Dolan himself has something of a history of bad behavior. He was first sentenced to two years of probation after pleading guilty to a misdemeanor count of accessing a computer without authorization. His probation was revoked in 2006, after the ruling judge discovered that he had taken several trips out of state, including at least one trip overseas. Dolan was then sentenced to nine months of imprisonment, and was charged in the AOL scam on September 28, 2006. Considering that the scam itself ran from 2002-2006, Dolan was likely making money from computer fraud both while on probation and in jail.

The federal government claimed that Dolan masterminded the scheme, but if he did, his intelligence appears to be confined solely to computing. Assistant US Attorney Edward Chang stated in a sentencing memorandum that Dolan attempted to variously bribe, coerce, and threaten various witnesses, and succeeded in convincing his girlfriend to perjure herself. Combined with his modus operandi of committing computer fraud while directly under the nose of the authorities, Dolan simply doesn’t seem to be the sharpest crayon in the box.

Sharp or dull, however, he’s headed to jail. Five years for fraud, two years for aggravated identity theft, followed by his supervised release, which is essentially probation. Judges are allowed to impose conditions during a supervised release, and can bar the individual in question from engaging in activities which are otherwise lawful. The judge in Dolan’s case has not set the terms of the release yet, but based on his record, it’s a safe bet that Dolan won’t be touching a PC until 2018.

SET EXERCISE A — In the listing, reproduce verbatim the lines from the one containing "the sky and" through the one containing "639), (83, 525)]", including both of those lines.

DATA LISTING —

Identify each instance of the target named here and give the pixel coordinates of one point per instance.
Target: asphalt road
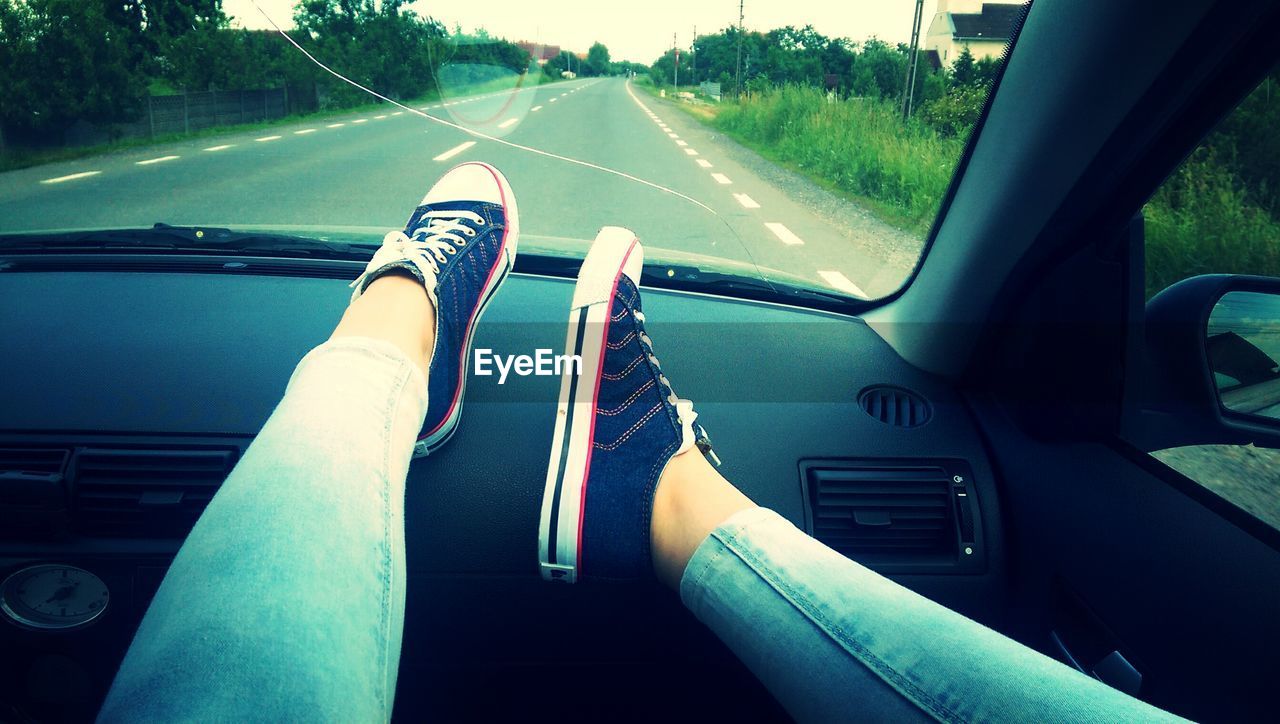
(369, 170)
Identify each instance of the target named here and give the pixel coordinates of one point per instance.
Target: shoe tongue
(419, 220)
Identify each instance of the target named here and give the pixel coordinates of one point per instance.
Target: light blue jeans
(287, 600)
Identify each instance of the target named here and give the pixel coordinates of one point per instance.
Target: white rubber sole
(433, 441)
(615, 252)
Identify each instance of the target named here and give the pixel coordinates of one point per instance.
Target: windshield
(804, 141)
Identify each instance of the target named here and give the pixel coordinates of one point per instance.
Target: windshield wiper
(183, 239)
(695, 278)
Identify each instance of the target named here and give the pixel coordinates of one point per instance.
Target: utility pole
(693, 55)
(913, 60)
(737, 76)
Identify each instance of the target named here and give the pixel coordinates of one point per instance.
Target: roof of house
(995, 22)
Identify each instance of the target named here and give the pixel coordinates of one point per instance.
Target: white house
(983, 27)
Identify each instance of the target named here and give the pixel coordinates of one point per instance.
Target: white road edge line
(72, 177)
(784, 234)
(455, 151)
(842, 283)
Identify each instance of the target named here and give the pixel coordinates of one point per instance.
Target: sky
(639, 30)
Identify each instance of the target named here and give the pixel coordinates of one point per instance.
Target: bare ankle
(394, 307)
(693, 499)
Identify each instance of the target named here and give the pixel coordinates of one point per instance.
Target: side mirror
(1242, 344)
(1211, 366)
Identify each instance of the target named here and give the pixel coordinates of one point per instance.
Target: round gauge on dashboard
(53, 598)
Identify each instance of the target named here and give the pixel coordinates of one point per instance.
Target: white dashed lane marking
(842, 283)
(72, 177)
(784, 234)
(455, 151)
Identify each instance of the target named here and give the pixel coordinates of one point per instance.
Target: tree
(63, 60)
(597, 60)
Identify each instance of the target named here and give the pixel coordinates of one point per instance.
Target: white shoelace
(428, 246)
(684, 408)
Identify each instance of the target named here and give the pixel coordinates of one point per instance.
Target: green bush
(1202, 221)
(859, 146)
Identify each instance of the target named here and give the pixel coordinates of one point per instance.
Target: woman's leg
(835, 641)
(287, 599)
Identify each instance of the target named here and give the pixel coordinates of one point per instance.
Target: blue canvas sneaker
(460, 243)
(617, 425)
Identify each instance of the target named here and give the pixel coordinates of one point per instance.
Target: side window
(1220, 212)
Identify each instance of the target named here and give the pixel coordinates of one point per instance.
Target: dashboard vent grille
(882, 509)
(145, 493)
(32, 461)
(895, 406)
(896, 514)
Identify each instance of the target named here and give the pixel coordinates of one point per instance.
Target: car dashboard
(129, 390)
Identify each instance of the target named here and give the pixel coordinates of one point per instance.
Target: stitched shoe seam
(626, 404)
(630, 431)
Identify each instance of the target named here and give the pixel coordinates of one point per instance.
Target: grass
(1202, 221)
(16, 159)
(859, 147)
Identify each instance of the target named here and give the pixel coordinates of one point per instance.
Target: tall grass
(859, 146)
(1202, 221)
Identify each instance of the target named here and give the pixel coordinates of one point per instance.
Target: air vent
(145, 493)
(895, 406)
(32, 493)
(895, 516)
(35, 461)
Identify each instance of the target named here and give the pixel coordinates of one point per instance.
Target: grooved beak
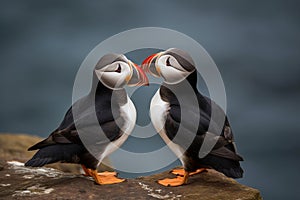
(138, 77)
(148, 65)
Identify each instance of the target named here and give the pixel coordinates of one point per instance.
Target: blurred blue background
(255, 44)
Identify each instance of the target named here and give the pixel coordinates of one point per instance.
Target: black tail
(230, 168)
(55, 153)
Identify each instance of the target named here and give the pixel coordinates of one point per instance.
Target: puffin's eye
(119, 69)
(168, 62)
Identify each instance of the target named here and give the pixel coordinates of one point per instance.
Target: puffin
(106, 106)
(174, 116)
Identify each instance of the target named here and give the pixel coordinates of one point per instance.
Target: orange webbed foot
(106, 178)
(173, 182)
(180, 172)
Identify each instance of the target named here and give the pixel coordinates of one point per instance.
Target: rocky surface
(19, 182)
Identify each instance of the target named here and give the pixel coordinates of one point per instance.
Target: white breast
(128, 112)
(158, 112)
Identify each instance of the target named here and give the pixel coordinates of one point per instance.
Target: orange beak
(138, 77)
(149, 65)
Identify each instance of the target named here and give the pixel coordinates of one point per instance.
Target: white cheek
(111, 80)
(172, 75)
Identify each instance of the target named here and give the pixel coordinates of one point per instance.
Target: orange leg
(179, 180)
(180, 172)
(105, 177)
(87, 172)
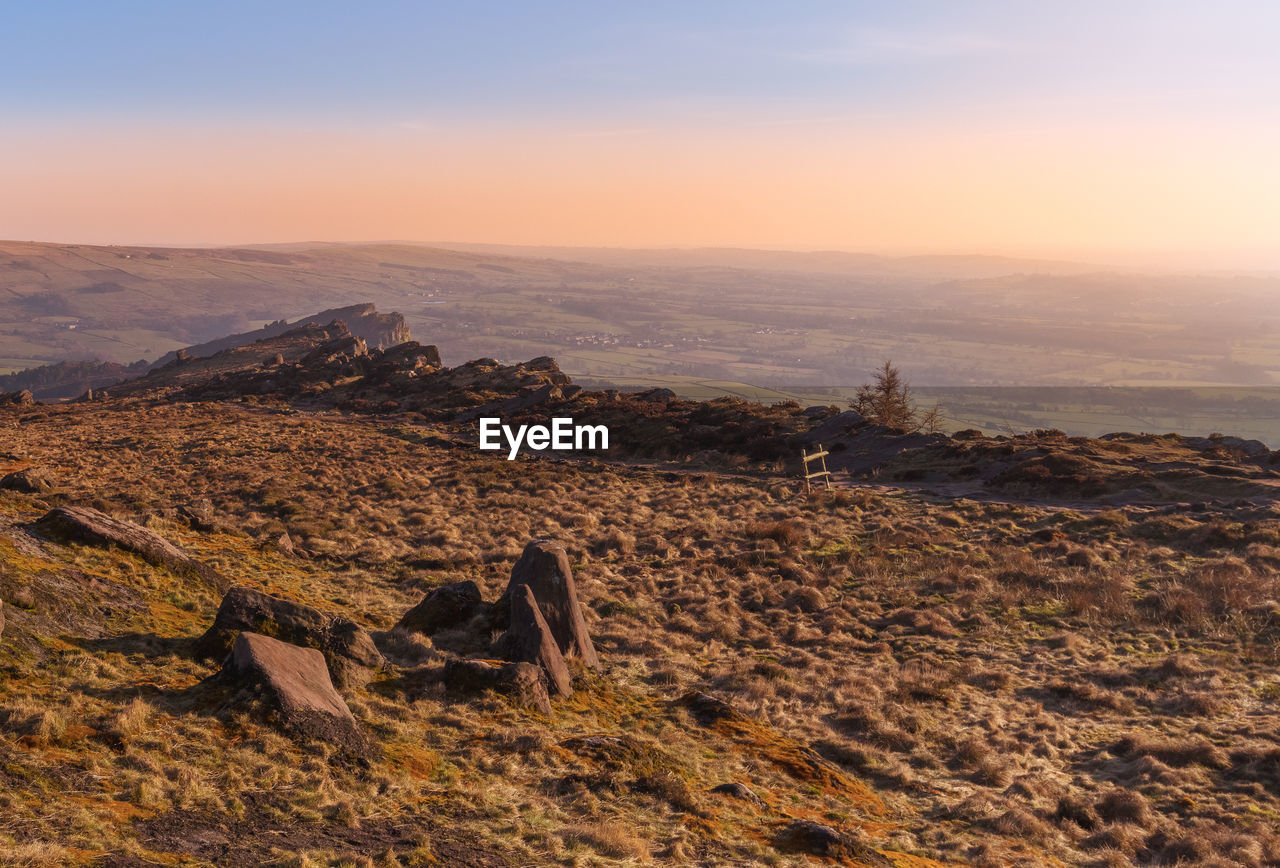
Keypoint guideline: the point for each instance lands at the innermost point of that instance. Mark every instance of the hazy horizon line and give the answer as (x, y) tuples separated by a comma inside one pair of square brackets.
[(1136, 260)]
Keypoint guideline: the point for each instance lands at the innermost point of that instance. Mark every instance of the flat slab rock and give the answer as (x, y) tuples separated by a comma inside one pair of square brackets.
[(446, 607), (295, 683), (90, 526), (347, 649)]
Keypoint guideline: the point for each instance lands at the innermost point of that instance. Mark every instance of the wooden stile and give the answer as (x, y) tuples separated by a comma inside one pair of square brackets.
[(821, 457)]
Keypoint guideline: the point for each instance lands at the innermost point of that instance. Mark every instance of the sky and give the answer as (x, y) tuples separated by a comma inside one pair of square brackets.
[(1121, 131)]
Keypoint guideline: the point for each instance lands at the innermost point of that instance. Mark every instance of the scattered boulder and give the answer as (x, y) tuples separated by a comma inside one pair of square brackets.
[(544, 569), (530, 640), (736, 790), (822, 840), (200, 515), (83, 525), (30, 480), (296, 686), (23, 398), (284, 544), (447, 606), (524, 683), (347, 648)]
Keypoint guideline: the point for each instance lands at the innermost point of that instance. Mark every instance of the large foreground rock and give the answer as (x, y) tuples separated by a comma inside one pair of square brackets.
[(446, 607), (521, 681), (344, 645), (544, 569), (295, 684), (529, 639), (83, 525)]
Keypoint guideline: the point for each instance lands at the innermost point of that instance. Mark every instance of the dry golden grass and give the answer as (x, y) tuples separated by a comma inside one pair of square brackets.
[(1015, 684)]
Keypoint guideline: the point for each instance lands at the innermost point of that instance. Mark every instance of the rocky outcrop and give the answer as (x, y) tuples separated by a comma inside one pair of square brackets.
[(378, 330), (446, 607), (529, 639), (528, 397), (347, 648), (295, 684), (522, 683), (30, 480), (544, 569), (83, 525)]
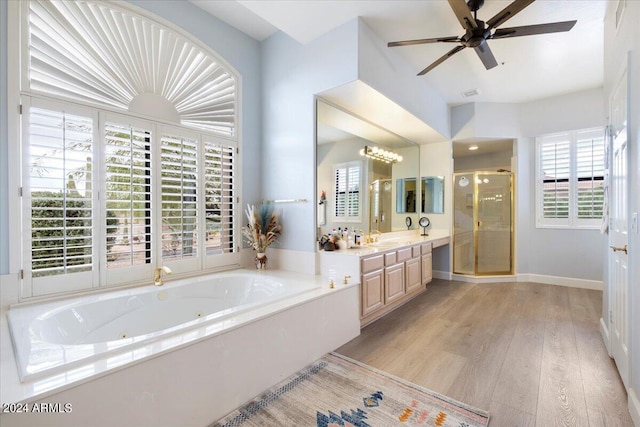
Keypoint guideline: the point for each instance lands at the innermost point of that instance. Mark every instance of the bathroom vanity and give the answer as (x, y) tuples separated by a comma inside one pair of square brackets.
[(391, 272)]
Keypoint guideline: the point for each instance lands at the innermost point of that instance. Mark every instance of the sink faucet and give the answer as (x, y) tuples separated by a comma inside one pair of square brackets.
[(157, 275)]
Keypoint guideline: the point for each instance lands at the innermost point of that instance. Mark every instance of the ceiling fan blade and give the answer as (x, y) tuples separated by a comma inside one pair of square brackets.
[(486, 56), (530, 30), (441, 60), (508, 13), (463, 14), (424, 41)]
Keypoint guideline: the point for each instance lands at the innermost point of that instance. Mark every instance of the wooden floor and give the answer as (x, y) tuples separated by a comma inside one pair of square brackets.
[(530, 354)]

SET EXERCISE B — According to the passage on Dolan's sentencing, why was Dolan likely making money from computer fraud while on probation and in jail?

COMPLETE ANSWER A —
Keypoint guideline: the point for each instance lands at the innermost point of that instance. Mark every instance of the sky and give the answer as (x, y) tuples separated by a comma inside one pair of square brackets.
[(1121, 131)]
Keypoint guideline: the point for each instance lands at the innermost point of that instance. Mark every instance of the scattered boulder and give the answer as (x, y) tuples separated by a comma inside one pair of square brackets.
[(544, 569), (530, 640), (736, 790), (822, 840), (200, 515), (83, 525), (30, 480), (296, 686), (23, 398), (284, 544), (447, 606), (524, 683), (347, 648)]
Keypoint guideline: the point for each instance lands at the innermost point of that instance. Mark every instance of the large foreground rock and give the answer as (x, y) tuples separated by a comma inside one pair of square brackets.
[(446, 607), (521, 681), (344, 645), (544, 569), (295, 684), (529, 639), (83, 525)]

COMPLETE ANSWER B — The AOL scam ran from 2002 to 2006. That span covers the period when Dolan was on probation and the period after his probation was revoked in 2006, when he was sentenced to nine months of imprisonment. The fraud therefore likely continued while he was under both forms of supervision.